━━━━━ Task input

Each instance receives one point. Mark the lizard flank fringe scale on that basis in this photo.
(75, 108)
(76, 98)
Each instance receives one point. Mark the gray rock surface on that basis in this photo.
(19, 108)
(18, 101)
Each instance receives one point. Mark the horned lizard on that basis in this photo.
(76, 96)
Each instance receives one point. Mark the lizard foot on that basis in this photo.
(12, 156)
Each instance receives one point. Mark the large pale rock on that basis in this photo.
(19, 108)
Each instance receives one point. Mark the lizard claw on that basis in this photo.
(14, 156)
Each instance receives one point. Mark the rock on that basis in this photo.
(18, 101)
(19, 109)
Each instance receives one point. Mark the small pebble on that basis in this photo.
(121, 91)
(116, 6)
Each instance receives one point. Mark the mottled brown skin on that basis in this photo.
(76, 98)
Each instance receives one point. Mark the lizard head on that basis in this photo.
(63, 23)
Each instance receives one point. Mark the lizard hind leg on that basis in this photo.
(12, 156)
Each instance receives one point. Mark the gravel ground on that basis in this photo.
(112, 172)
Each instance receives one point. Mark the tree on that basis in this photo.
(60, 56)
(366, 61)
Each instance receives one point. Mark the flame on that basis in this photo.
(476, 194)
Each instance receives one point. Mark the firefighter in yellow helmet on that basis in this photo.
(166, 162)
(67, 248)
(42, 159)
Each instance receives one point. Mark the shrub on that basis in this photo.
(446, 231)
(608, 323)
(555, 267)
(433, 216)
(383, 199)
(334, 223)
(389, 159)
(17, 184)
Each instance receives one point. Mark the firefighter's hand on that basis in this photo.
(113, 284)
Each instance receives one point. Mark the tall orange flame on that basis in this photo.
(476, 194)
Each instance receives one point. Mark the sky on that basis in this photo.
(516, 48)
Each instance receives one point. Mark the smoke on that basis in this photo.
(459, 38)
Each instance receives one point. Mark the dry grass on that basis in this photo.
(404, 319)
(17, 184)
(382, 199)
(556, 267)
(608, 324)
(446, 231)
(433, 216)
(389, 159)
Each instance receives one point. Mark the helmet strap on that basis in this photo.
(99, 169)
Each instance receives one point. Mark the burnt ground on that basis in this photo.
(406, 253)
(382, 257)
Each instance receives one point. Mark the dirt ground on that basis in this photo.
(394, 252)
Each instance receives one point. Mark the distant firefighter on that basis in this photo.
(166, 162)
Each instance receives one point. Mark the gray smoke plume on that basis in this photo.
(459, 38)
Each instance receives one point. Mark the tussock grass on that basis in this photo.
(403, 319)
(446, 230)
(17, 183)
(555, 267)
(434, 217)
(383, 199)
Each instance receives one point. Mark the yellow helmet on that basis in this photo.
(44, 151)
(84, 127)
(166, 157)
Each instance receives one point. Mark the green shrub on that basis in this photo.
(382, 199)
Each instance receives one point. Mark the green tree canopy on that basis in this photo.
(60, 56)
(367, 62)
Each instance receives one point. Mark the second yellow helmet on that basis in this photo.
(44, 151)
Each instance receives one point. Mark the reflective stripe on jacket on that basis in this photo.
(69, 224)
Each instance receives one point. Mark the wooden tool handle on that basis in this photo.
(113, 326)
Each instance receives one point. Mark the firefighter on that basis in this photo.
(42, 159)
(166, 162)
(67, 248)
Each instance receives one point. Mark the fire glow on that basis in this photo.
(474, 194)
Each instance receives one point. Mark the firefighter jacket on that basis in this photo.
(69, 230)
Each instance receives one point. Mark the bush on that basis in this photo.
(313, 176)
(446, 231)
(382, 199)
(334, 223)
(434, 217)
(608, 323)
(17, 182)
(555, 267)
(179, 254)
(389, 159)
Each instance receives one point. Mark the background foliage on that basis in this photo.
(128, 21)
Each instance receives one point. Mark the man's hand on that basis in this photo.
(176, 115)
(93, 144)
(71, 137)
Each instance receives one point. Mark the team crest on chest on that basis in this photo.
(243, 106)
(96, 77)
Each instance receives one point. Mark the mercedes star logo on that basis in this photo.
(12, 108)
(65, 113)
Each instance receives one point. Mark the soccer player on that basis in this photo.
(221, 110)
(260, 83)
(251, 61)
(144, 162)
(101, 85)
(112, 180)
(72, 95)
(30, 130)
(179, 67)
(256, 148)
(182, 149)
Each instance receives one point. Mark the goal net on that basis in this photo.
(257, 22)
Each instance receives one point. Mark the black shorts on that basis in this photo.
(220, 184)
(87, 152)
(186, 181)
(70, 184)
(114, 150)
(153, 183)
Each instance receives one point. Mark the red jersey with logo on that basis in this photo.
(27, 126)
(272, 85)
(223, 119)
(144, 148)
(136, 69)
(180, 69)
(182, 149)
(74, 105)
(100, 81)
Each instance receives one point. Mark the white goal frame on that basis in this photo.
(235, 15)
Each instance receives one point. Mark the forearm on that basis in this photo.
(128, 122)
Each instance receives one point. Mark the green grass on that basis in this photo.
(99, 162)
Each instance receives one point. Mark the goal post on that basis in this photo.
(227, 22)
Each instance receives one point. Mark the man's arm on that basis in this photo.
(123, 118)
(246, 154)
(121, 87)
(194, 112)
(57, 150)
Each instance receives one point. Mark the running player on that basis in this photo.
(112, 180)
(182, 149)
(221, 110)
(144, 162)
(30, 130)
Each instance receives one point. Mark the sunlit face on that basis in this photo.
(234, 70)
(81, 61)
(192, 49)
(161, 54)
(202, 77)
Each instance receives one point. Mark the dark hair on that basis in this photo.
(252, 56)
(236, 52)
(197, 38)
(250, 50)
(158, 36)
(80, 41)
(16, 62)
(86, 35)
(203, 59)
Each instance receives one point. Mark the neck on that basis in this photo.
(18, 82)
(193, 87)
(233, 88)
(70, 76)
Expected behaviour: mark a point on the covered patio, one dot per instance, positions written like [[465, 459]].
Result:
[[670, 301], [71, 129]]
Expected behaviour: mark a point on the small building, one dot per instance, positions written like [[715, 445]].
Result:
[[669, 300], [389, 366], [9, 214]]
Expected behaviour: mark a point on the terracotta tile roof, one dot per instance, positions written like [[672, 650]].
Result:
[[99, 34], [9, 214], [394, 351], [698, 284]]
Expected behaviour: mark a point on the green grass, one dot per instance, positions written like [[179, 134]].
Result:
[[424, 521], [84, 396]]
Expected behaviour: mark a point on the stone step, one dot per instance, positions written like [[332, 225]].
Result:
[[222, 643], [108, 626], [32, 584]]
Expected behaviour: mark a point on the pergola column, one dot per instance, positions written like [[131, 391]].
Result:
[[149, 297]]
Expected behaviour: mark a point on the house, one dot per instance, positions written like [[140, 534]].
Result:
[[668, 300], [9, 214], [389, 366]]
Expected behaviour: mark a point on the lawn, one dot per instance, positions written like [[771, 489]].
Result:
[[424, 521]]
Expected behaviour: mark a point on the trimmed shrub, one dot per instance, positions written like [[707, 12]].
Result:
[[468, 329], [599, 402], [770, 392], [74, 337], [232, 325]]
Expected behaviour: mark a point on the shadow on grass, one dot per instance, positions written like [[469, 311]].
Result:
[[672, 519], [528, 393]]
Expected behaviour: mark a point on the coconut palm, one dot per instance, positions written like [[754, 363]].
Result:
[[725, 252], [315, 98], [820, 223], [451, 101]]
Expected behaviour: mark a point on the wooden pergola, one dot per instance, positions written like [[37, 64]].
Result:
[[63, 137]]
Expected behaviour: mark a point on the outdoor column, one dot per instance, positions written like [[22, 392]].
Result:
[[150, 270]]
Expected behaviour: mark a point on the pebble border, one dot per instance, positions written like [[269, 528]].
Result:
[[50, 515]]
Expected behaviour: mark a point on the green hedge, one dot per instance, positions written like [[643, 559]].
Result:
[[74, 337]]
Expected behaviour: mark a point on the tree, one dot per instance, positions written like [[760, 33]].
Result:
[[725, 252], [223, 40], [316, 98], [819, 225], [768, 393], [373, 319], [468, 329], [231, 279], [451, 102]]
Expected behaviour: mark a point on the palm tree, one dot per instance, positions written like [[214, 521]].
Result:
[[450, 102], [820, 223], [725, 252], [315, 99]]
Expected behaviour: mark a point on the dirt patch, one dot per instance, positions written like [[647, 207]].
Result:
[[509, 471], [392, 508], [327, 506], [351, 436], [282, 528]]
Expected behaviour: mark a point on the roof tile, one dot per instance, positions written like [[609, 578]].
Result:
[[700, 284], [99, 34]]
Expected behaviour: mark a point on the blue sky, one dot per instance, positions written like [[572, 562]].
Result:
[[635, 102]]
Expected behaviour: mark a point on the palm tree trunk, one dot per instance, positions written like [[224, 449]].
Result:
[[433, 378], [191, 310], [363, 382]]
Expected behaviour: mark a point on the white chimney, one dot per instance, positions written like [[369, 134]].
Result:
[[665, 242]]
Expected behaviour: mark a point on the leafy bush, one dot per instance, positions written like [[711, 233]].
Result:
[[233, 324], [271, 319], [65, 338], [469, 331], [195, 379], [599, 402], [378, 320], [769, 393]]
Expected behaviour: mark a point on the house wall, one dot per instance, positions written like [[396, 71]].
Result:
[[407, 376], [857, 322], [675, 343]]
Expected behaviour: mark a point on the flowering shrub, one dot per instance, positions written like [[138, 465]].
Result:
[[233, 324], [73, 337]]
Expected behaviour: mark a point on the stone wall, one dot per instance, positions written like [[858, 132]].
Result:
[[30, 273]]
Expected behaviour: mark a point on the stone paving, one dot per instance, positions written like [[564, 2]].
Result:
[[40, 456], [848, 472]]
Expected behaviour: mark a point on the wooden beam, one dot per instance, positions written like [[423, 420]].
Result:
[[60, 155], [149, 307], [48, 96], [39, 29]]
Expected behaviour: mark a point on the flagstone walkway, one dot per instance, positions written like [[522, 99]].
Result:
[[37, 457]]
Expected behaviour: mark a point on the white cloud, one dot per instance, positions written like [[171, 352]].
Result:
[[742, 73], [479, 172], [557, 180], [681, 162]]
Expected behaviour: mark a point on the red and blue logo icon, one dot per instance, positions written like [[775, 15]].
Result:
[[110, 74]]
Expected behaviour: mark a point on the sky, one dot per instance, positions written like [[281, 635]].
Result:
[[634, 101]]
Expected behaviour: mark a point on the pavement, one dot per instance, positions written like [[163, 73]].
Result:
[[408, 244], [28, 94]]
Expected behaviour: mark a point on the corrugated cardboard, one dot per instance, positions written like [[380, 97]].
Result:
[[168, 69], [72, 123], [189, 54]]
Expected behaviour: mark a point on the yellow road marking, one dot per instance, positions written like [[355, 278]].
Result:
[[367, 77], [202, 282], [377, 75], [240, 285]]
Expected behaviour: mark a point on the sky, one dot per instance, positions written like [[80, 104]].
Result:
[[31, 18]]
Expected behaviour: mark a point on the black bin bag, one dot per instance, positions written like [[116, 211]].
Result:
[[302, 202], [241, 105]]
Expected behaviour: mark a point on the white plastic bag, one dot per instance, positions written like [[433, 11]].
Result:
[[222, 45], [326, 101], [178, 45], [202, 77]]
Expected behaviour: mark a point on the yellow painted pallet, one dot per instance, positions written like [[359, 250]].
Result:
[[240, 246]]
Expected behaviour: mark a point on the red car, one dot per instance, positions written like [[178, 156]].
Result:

━━━━━━━━━━

◆ What is required ◆
Each line above that has the word "house" should be copied.

◆ Answer section ◆
Expected behaviour: mark a point on the house, one dot per instance, positions written like [[140, 534]].
Expected behaviour: mark a point on the house wall, one dot per instance, positions written like [[396, 71]].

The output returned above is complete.